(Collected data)
☆ ☆ ☆
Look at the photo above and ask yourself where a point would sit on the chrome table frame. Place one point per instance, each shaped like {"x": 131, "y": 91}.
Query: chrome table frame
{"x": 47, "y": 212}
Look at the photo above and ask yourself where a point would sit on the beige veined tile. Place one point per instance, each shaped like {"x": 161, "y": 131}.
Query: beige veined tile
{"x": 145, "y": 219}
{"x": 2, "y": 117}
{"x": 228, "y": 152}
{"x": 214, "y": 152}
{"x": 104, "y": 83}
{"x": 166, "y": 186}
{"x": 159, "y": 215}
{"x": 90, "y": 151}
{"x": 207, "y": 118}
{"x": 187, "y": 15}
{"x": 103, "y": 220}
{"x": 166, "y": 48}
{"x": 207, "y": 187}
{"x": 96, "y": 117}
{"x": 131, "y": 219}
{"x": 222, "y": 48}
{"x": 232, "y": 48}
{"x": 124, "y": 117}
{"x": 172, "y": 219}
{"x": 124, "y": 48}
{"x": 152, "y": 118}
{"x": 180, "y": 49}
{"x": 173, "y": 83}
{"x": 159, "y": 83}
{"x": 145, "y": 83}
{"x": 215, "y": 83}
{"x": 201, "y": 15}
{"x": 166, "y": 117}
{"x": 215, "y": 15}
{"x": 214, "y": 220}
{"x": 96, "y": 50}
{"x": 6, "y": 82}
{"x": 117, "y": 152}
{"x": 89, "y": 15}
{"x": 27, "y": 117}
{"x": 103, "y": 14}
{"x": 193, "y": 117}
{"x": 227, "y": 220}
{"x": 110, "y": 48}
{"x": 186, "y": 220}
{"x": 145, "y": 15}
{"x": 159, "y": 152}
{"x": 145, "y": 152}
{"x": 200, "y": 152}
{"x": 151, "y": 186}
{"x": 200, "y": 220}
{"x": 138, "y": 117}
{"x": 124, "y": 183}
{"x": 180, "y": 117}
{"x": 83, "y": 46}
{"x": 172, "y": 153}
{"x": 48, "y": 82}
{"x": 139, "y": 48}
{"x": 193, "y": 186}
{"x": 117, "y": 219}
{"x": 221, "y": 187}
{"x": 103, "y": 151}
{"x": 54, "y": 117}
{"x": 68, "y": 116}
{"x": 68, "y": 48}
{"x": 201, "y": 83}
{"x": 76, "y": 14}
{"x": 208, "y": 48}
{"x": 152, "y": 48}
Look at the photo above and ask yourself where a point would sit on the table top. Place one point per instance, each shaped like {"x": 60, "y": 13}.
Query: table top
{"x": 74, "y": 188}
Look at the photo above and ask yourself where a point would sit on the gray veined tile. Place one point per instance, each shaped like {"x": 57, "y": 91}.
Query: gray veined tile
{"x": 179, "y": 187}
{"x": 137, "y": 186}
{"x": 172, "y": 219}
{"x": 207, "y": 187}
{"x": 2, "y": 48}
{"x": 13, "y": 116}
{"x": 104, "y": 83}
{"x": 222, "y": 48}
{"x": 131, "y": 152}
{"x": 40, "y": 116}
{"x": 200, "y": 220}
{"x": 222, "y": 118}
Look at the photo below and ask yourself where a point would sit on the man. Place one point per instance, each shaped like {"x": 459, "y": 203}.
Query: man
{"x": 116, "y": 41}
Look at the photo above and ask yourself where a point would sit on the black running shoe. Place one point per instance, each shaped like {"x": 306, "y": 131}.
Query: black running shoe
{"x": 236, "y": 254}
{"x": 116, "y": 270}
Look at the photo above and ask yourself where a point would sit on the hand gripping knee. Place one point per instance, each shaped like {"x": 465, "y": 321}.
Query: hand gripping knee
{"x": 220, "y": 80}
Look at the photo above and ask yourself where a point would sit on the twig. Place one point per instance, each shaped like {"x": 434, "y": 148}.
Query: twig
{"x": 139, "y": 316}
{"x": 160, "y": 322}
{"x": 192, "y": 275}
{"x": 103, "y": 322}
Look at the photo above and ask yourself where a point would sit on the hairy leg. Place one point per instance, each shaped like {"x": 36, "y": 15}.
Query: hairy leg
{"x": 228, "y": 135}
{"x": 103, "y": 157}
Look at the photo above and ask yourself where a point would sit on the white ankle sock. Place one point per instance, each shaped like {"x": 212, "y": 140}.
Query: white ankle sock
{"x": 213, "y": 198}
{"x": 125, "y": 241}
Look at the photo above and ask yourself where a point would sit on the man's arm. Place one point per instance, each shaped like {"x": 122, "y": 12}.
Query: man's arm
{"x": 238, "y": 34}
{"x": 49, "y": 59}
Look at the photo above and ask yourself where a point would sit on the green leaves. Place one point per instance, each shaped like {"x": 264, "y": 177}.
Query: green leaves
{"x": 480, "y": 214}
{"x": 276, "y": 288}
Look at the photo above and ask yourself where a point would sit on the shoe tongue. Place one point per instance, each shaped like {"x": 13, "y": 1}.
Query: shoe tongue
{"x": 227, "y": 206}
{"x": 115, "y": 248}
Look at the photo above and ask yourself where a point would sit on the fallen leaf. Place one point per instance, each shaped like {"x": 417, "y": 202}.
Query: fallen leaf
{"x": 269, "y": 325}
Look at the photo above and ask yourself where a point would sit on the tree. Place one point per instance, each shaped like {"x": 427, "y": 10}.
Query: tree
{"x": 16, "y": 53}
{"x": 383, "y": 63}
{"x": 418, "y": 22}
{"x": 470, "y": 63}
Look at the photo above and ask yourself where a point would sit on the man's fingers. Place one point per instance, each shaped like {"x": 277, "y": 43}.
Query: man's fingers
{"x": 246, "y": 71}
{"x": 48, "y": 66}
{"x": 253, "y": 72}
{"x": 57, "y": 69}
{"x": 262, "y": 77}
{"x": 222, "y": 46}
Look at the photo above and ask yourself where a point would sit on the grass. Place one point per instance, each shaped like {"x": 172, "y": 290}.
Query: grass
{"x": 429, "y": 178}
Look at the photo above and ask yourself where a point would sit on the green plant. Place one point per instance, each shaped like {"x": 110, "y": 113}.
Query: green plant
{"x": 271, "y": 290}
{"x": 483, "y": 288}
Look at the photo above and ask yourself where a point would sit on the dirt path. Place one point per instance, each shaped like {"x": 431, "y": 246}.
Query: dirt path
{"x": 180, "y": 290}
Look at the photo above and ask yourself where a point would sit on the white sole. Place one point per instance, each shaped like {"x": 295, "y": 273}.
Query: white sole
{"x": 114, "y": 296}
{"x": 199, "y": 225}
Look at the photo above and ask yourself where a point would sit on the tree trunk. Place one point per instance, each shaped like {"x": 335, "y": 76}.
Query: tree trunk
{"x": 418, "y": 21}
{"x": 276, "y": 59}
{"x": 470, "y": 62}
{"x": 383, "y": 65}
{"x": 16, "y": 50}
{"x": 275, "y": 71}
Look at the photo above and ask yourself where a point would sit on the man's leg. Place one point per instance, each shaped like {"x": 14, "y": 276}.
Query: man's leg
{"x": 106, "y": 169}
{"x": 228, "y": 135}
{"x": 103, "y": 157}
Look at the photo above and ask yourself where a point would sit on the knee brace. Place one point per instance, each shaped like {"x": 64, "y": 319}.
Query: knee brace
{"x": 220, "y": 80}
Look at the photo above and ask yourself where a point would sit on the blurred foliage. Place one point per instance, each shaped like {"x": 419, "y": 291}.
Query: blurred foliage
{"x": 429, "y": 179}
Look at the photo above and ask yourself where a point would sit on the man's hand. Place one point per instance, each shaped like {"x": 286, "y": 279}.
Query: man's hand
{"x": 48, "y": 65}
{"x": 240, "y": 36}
☆ ☆ ☆
Your objective: Present the lines as a numbered list, skipping any blank lines, starting with the line containing "on the knee" and continuing through the end of the records.

Written answer:
1. Look at the photo above and ask yourself where a point would sit on the knee brace. Place one point per instance, each shaped like {"x": 64, "y": 319}.
2. Query: knee brace
3. {"x": 220, "y": 80}
4. Look at the photo above and ask yourself where a point would sit on the blurred foliage. Place one point per instance, each shaped like {"x": 419, "y": 291}.
5. Query: blurred foliage
6. {"x": 429, "y": 179}
7. Look at the photo above and ask yourself where a point would sit on the man's hand. Place one point per instance, each shaped like {"x": 286, "y": 279}.
8. Query: man's hand
9. {"x": 48, "y": 65}
10. {"x": 240, "y": 36}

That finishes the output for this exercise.